PARTS OF THE EXERCISE:
1) From the passage on calcium and bone health, list the adjustments the body makes to keep blood calcium levels steady.
2) Resume the passage on calcium and bone health, picking up right after its final sentence.

One of the best kept secrets of nutrition is that nearly all body systems need nearly all nutrients. When we don’t get enough calcium, for example, it’s not just our bones that suffer, but the rest of our body as well.
The connection between calcium and bone health seems obvious, as calcium is what gives bone much of its strength. The amount of bone we have, particularly as we are growing, depends substantially on how much calcium we consume. But once we have amassed an adult skeleton, calcium still works to make bones strong, though in a surprising way. The body maintains blood calcium levels very tightly by making three adjustments, as needed:
- The amount of calcium we absorb from food
- The amount of calcium we excrete through the kidneys
- The amount of calcium we draw out of our bone reserves.
The third adjustment, the withdrawal of calcium from bone, is accomplished not by leaching calcium out, but by tearing down small volumes of bone and scavenging their calcium. This activity, known as bone remodeling, is just like the remodeling of a building, i.e., we tear out old structures and replace them with new. When calcium intake isn’t sufficient to meet the body’s needs, the rate of remodeling speeds up, so as to release more of the bone’s calcium. With bone, just as with our buildings, a structure being remodeled is fragile until the repair has been completed. Not surprisingly, therefore, a skeleton undergoing a lot of remodeling is much more fragile than a skeleton with less.

Stored data entries:
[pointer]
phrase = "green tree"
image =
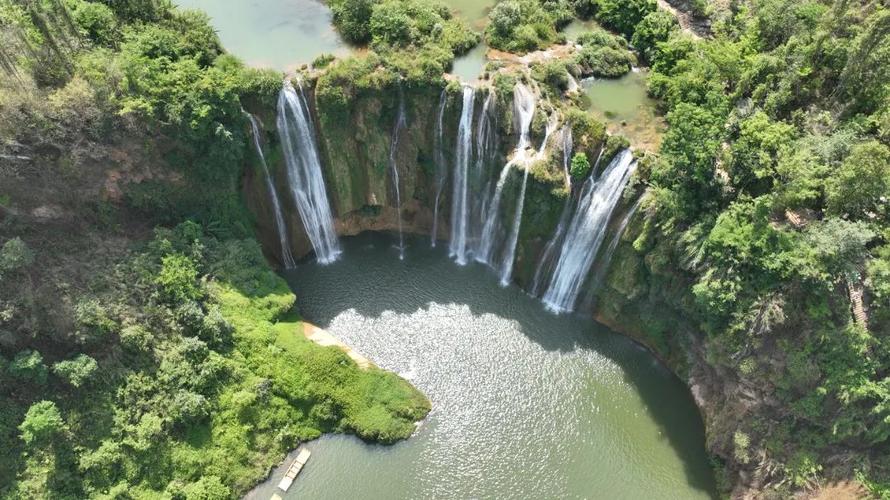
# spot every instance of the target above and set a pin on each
(76, 371)
(580, 166)
(352, 18)
(178, 279)
(654, 29)
(27, 366)
(14, 255)
(505, 17)
(623, 15)
(207, 488)
(861, 186)
(42, 423)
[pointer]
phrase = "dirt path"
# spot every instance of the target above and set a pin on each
(323, 338)
(687, 23)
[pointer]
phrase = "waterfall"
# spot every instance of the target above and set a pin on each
(490, 228)
(524, 104)
(460, 213)
(484, 147)
(547, 256)
(298, 141)
(507, 264)
(567, 154)
(441, 171)
(606, 258)
(286, 256)
(524, 109)
(393, 147)
(586, 231)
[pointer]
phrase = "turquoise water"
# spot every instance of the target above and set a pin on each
(279, 34)
(524, 404)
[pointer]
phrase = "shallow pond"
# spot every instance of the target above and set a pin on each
(524, 404)
(279, 34)
(469, 66)
(626, 108)
(284, 34)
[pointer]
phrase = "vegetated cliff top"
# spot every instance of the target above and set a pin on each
(782, 110)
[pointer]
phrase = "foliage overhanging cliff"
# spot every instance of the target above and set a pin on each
(759, 265)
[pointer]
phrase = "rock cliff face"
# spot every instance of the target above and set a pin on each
(640, 294)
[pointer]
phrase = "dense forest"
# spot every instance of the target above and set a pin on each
(147, 347)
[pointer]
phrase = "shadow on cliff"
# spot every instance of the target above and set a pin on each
(371, 280)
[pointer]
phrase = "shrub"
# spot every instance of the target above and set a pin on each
(604, 61)
(655, 28)
(206, 488)
(323, 61)
(580, 166)
(521, 26)
(352, 19)
(136, 338)
(76, 371)
(623, 15)
(860, 185)
(14, 255)
(97, 21)
(42, 422)
(552, 73)
(178, 279)
(603, 54)
(28, 367)
(93, 321)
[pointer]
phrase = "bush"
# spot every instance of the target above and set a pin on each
(623, 15)
(604, 62)
(14, 256)
(861, 185)
(28, 367)
(178, 279)
(603, 54)
(136, 338)
(580, 166)
(521, 26)
(352, 19)
(655, 28)
(77, 371)
(41, 424)
(93, 321)
(97, 21)
(552, 73)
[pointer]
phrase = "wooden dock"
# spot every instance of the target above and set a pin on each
(294, 469)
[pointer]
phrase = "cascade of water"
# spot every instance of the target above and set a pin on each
(441, 171)
(573, 84)
(491, 227)
(596, 163)
(393, 147)
(286, 257)
(459, 200)
(524, 108)
(606, 258)
(585, 233)
(484, 147)
(507, 263)
(544, 264)
(298, 141)
(567, 154)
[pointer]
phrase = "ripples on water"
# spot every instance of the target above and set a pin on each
(525, 404)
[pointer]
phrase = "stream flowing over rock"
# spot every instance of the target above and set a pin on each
(298, 141)
(286, 255)
(586, 232)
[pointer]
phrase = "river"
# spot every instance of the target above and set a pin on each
(525, 404)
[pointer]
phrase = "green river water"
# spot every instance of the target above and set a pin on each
(525, 404)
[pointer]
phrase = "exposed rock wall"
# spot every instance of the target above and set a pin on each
(641, 295)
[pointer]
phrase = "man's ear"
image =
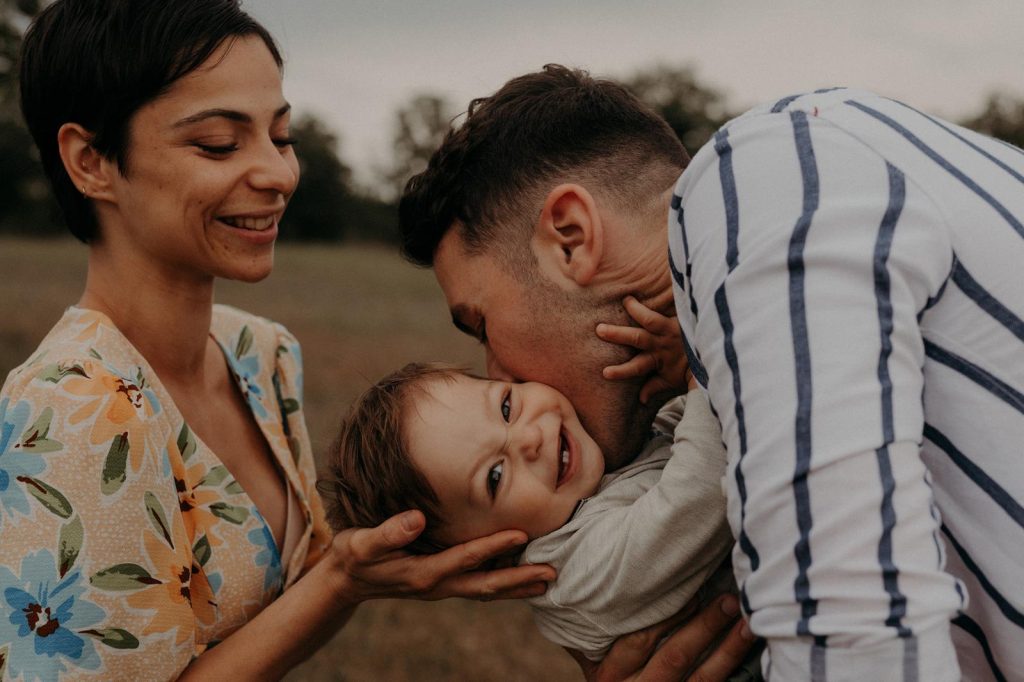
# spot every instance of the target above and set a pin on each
(88, 170)
(568, 237)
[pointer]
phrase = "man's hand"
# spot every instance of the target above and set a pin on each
(660, 355)
(630, 657)
(370, 563)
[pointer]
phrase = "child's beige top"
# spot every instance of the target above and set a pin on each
(126, 547)
(642, 546)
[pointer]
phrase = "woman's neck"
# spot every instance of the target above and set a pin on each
(167, 318)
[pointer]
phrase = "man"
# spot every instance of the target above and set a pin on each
(846, 273)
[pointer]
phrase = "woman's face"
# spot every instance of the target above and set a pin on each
(210, 169)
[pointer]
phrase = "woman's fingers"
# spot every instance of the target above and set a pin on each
(373, 544)
(649, 320)
(526, 581)
(473, 553)
(633, 337)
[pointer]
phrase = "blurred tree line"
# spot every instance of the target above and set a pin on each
(329, 205)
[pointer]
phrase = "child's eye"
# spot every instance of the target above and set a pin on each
(507, 406)
(495, 478)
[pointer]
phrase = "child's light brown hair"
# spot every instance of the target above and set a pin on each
(371, 475)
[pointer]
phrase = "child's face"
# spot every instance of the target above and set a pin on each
(502, 456)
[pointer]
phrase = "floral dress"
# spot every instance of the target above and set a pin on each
(126, 547)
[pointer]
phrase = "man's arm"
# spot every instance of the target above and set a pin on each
(801, 261)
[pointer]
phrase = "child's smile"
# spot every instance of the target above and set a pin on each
(501, 456)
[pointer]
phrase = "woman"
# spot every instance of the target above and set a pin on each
(157, 488)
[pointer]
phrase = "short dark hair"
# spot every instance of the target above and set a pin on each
(96, 62)
(372, 476)
(557, 124)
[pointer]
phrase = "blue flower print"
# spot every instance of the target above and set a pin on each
(47, 615)
(247, 375)
(268, 555)
(14, 459)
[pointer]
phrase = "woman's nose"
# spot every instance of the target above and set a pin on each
(274, 169)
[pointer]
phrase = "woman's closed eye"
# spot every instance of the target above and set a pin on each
(507, 405)
(495, 478)
(216, 150)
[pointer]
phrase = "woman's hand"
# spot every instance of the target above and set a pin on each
(630, 657)
(660, 344)
(370, 563)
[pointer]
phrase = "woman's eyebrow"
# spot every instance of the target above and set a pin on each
(229, 114)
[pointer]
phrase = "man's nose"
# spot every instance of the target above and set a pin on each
(495, 369)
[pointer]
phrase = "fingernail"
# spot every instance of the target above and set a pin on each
(410, 521)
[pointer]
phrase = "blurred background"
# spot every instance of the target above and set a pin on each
(374, 87)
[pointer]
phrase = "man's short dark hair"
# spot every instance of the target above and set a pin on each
(96, 62)
(555, 125)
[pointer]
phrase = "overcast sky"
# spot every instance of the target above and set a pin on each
(353, 62)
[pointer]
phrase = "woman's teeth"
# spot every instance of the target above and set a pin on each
(257, 224)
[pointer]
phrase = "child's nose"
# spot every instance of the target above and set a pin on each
(528, 441)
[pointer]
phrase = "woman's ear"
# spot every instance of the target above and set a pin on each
(568, 237)
(88, 170)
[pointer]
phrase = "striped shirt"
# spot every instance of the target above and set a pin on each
(849, 275)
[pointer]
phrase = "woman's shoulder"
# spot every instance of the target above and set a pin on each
(81, 339)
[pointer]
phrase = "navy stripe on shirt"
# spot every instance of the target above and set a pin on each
(998, 494)
(944, 164)
(802, 358)
(983, 378)
(968, 625)
(725, 318)
(986, 301)
(955, 134)
(728, 180)
(1004, 604)
(890, 574)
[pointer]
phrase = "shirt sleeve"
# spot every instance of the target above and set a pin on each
(801, 261)
(96, 572)
(653, 539)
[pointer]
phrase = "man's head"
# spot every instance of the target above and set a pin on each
(530, 213)
(474, 456)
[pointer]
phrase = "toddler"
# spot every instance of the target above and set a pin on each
(632, 546)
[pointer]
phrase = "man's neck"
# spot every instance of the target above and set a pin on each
(641, 268)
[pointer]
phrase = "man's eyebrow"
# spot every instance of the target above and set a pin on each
(229, 114)
(458, 313)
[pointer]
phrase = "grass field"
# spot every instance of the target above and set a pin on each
(359, 311)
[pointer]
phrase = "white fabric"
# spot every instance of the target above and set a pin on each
(849, 274)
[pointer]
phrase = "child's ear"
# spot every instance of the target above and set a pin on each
(88, 170)
(568, 237)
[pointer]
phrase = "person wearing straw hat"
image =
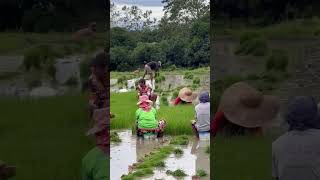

ANSWERS FOR THE TASKS:
1)
- The amount of calcium we absorb from food
- The amount of calcium we excrete through the kidneys
- The amount of calcium we draw out of our bone reserves

2)
Calcium affects the rate of bone remodeling directly and immediately. If my intake of calcium is low today, the body doesn’t wait until tomorrow or next week to do something about it. It increases bone remodeling today, so as to access the calcium it needs today. And similarly, if I have been remodeling a lot of bone every day because my calcium intake is low, then today, when I get calcium intake back up to where it ought to be, remodeling immediately slows down. That’s the reason why, in so many of the studies showing an anti-fracture benefit of calcium, the effect begins immediately. One doesn’t have to wait to build up the skeletal mass (which changes at a rate of only a few percent per year).
What about other body systems?
One example may seem surprising. A high calcium intake lowers the risk of kidney stones. It might be natural to think: “Well, since I have had a kidney stone, I should reduce my calcium intake.” Actually, that’s the exact opposite of what you should do. Lowering calcium intake increases your risk of stones. The reason is that the commonest form of kidney stones consists not only of calcium, but of a substance called oxalate. Oxalate is a much more potent risk factor for stones than is calcium itself (even though calcium is a component of the stone). The oxalate in our urine comes both from internal metabolism and from our diet. When calcium combines with oxalate it becomes insoluble, and precipitates out of solution. If that occurs in the kidney, it can lead to stone formation, but if that complex occurs in the gut itself, where ingested yet unabsorbed calcium interacts with food oxalate, then that oxalate never gets into the body at all. So by increasing calcium intake, the oxalate doesn’t have to be excreted through the kidneys, and doesn’t contribute to stone risk.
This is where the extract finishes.